Aos 46 anos, Luiz Henrique Rosa já havia conquistado tudo o que poderia querer da vida. Teve sucesso internacional, músicas que se tornaram clássicos, amigos verdadeiros e uma família feliz, mas ainda assim, durante as quase três décadas que sucederam sua morte, poucos conterrâneos souberam de sua história, conheceram suas músicas ou sequer ouviram falar de seu nome.
Membro da turma carioca formada pelo pessoal descolado da MPB e da bossa nova na década de 1960, Luiz Henrique Rosa jamais chegou a ser tão conhecido no Brasil quanto Jorge Benjor ou Elis Regina, artistas que começaram na mesma época a frequentar o Beco das Garrafas, travessa do bairro Copacabana que concentrava os bares mais boêmios da cidade. Quando chegou ao Rio de Janeiro, Luiz Henrique foi recebido pelo ídolo João Gilberto, fez um show ao lado de Elis Regina, quando nenhum dos dois era conhecido, e gravou seu primeiro disco. As músicas chegaram aos ouvidos de Vinicius de Moraes, que citou seu nome em uma rádio carioca ao ser questionado pelo locutor sobre um novo nome da bossa nova que valia a pena ouvir. O catarinense era então o único músico do Sul do país a fazer parte desse grupo genuinamente carioca que respirava bossa nova.

Carreira internacional
Luiz Henrique nasceu em Tubarão, em 1938, mas passou a maior parte da vida em Florianópolis, para onde se mudou com a família aos 11 anos. Filho de um jogador de futebol – que mais tarde se tornou fiscal da fazenda – com uma nativa de Imbituba, foi o único homem e o mais velho em meio a outras sete irmãs. Seu primeiro contato com a música foi com a percussão, batucando aqui e ali quando a fanfarra da polícia passava em frente a sua casa. Em seguida, foi para a banda da escola tocar caixa, migrou para um bloco de Carnaval, e assumiu o bongô do grupo josefense Os Melódicos. O violão, que o acompanhou durante toda a vida, só entrou nela aos 18 anos, quando pediu ao pai o instrumento de presente após ficar encantado com as rodinhas que os músicos faziam em Jaguaruna, cidade onde havia passado as férias.
Depois de terminar a escola, antes de embarcar para o Rio de Janeiro, ele chegou a trabalhar como desenhista ao lado de arquitetos e engenheiros de Florianópolis, explorando mais um de seus talentos, época em que já vivia com Márcia, sua primeira mulher.

DADOS APRESENTADOS:
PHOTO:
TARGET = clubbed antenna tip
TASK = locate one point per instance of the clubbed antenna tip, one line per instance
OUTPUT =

--

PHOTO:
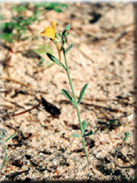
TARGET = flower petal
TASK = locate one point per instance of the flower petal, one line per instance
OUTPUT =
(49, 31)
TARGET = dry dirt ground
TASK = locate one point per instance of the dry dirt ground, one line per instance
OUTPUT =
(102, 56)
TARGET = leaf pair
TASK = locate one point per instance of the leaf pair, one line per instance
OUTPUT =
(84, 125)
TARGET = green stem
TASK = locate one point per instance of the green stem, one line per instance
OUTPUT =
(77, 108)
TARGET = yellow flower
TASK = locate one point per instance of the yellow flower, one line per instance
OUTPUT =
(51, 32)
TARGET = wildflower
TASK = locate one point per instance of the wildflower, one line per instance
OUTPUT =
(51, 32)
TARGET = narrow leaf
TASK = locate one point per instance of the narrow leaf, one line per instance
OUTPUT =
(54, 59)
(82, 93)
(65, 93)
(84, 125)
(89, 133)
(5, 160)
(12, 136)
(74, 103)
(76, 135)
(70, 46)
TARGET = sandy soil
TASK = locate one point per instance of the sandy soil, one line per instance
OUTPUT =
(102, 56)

==

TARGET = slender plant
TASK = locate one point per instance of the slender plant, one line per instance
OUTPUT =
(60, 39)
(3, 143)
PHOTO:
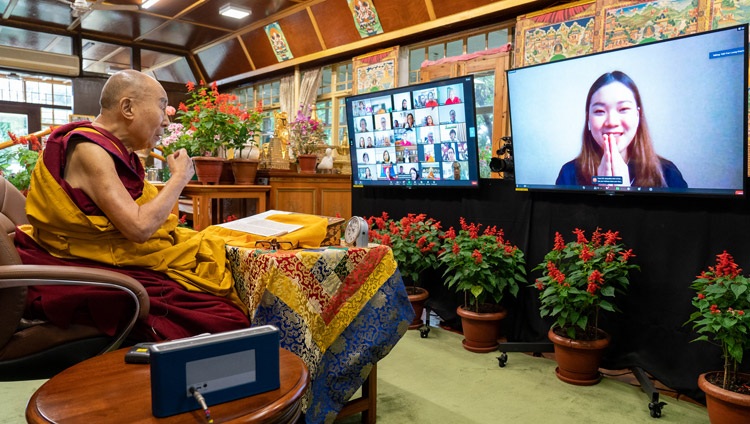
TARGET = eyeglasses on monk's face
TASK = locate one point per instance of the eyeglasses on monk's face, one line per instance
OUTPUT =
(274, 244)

OBJETIVOS:
1 > Traduza para o inglês esta frase do trecho sobre Luiz Henrique Rosa: "O catarinense era então o único músico do Sul do país a fazer parte desse grupo genuinamente carioca que respirava bossa nova."
2 > Repita literalmente a parte do trecho sobre Luiz Henrique Rosa que começa nas palavras "Membro da turma" e termina depois de "respirava bossa nova.".
A listagem constitui um material à parte, independente do texto.

GABARITO:
1 > The Santa Catarina native was then the only musician from the South of the country to be part of that genuinely Rio de Janeiro group that breathed bossa nova.

2 >
Membro da turma carioca formada pelo pessoal descolado da MPB e da bossa nova na década de 1960, Luiz Henrique Rosa jamais chegou a ser tão conhecido no Brasil quanto Jorge Benjor ou Elis Regina, artistas que começaram na mesma época a frequentar o Beco das Garrafas, travessa do bairro Copacabana que concentrava os bares mais boêmios da cidade. Quando chegou ao Rio de Janeiro, Luiz Henrique foi recebido pelo ídolo João Gilberto, fez um show ao lado de Elis Regina, quando nenhum dos dois era conhecido, e gravou seu primeiro disco. As músicas chegaram aos ouvidos de Vinicius de Moraes, que citou seu nome em uma rádio carioca ao ser questionado pelo locutor sobre um novo nome da bossa nova que valia a pena ouvir. O catarinense era então o único músico do Sul do país a fazer parte desse grupo genuinamente carioca que respirava bossa nova.